RECORDED DATA:
___
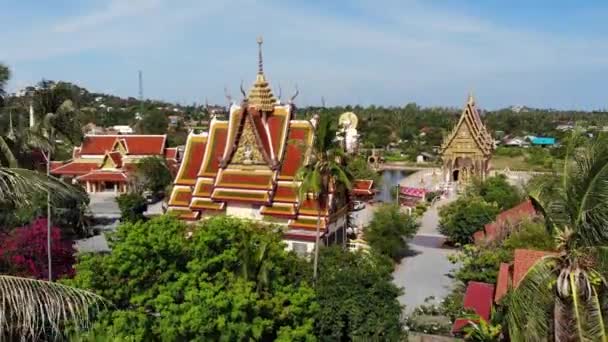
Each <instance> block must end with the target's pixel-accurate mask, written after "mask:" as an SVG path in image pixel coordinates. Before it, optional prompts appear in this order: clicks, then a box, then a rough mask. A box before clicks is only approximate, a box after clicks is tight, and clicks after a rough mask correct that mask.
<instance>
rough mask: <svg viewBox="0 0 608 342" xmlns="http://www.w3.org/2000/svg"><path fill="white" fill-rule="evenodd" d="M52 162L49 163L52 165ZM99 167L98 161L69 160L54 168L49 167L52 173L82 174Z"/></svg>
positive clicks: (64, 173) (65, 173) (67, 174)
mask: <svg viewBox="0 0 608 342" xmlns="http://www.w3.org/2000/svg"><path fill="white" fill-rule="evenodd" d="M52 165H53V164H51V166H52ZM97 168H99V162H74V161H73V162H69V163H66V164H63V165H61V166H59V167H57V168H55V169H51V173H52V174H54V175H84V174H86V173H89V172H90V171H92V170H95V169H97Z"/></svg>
___
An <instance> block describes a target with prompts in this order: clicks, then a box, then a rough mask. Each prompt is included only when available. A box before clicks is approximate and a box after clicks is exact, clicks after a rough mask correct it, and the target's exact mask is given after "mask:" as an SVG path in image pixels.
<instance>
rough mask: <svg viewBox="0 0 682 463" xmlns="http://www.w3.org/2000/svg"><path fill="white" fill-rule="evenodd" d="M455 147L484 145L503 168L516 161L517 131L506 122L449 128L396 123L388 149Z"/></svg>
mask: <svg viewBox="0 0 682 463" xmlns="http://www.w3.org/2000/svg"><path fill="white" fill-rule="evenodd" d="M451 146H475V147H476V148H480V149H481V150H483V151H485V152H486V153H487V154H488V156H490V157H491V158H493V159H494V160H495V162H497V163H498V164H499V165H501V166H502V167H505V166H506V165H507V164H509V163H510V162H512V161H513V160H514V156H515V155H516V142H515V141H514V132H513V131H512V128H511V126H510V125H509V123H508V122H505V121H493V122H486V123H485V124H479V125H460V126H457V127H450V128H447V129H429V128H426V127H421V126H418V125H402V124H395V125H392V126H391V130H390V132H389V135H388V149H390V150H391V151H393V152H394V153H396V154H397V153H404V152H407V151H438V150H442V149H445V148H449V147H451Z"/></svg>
___
DIRECTIVE:
Copy the rows again unchanged, starting with the line that contains "An <instance> block" and going on through the line that contains "147L484 145L503 168L516".

WRITTEN RESPONSE:
An <instance> block describes a target with prompts in this order: clicks, then a box, then a rough mask. Each prompt is included only when available. A box before clicks is approximate and a box after clicks is exact, clicks after a rough mask correct it, and the target's exact mask is given after "mask:" as an SVG path in image pixels.
<instance>
rough mask: <svg viewBox="0 0 682 463" xmlns="http://www.w3.org/2000/svg"><path fill="white" fill-rule="evenodd" d="M455 147L484 145L503 168L516 161L517 131L506 122L449 128L396 123L388 149Z"/></svg>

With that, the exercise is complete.